(EXERCISE PROMPT): Please copy, word for word, the line that contains "[find] the komodo dragon leg" and every line after it through the end of the records, and nothing more.

Dataset entries
- - - - -

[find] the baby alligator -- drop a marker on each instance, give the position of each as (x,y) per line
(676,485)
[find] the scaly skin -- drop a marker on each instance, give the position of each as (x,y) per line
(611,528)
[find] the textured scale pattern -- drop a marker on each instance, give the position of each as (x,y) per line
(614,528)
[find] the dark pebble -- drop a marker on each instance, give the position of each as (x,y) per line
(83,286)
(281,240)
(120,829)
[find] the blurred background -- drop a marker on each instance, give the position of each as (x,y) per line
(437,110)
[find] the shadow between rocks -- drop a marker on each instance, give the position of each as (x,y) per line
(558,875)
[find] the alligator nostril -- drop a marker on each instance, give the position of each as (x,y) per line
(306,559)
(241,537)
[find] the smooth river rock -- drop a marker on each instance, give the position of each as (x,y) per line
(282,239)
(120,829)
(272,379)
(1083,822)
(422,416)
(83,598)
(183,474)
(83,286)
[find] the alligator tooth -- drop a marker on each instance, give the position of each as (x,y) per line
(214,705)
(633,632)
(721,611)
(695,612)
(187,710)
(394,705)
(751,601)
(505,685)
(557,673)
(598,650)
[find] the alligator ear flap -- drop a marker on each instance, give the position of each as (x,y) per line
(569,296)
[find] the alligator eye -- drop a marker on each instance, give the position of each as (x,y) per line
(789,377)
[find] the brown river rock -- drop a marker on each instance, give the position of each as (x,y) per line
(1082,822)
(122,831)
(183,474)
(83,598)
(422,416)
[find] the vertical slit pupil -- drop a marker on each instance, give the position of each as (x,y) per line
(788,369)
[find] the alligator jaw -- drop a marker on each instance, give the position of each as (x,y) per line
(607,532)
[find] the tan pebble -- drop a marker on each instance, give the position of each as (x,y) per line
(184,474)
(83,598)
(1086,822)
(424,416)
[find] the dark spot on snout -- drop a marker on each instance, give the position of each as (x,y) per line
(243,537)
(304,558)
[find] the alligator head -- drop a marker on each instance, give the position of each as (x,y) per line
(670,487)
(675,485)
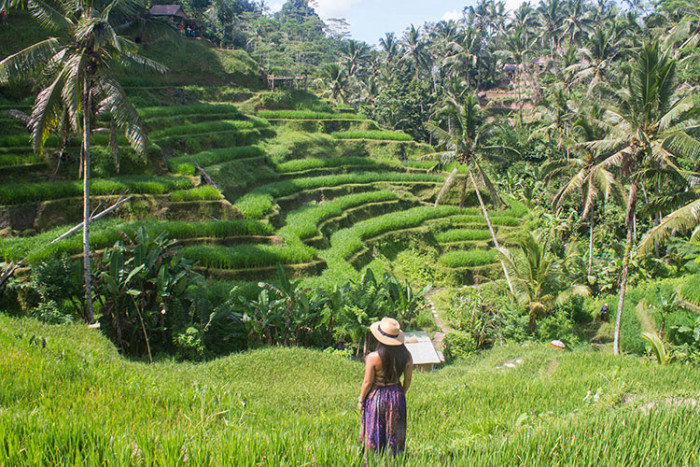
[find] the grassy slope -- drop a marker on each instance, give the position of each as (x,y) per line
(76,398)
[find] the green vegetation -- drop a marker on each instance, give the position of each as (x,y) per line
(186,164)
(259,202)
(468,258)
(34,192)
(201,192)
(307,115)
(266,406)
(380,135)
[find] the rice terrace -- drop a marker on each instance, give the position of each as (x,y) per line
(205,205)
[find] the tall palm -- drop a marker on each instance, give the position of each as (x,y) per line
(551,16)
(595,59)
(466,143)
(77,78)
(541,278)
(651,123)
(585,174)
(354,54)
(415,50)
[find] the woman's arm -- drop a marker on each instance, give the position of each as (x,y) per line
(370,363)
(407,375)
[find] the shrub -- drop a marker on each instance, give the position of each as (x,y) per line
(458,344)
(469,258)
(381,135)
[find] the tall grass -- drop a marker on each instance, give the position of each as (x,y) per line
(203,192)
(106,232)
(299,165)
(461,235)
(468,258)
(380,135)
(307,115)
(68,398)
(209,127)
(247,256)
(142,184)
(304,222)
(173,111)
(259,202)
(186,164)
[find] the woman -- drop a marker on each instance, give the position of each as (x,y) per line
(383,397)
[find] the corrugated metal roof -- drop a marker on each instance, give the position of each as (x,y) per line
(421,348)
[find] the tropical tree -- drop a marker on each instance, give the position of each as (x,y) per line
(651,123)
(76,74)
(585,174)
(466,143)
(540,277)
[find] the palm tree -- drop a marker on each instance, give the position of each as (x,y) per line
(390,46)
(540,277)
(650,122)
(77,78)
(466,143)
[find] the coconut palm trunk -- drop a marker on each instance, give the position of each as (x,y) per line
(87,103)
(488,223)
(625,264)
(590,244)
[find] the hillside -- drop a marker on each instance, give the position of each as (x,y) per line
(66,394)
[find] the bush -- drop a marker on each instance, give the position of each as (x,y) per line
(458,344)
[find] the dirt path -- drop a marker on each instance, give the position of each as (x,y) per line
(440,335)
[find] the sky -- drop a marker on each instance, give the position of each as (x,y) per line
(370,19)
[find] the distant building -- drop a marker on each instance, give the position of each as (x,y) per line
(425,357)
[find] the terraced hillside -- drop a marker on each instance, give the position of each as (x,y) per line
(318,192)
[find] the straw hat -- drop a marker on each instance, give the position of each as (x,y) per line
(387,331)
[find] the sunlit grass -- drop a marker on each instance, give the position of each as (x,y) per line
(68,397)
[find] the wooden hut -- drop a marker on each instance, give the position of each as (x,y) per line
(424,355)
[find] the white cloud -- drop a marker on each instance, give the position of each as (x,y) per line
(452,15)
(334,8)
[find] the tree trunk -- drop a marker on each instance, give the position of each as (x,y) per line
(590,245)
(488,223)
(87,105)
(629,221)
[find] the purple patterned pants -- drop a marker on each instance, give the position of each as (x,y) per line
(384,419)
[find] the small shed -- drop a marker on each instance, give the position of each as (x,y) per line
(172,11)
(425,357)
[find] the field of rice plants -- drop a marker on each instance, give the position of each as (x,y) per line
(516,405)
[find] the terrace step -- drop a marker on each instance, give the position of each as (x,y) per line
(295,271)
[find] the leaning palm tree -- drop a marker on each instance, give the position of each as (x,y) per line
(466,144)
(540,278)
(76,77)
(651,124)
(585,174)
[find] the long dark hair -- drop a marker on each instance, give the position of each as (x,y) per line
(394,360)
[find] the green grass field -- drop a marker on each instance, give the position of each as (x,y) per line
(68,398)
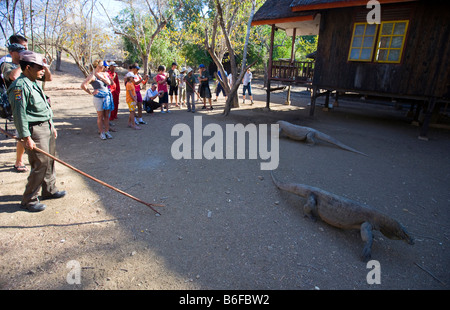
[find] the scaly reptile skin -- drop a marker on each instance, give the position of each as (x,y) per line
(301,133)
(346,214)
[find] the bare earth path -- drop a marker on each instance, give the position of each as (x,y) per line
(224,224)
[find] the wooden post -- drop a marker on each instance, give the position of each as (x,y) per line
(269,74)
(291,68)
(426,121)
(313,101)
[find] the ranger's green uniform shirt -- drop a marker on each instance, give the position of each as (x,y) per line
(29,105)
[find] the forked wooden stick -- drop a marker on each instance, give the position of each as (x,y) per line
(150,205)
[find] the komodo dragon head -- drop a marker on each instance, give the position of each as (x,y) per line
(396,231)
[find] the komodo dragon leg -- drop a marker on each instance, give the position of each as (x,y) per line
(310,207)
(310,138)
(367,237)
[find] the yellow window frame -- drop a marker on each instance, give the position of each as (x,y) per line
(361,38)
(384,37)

- - - - -

(RESULT OF THE TASK):
[find] the komodo dragon leg -- drop a marker on each instance, give the position of each as (x,y) per line
(310,207)
(310,138)
(367,237)
[find] the yellow window frame -- drop a marker on each instance, give the position of each as (x,y) per line
(361,38)
(384,37)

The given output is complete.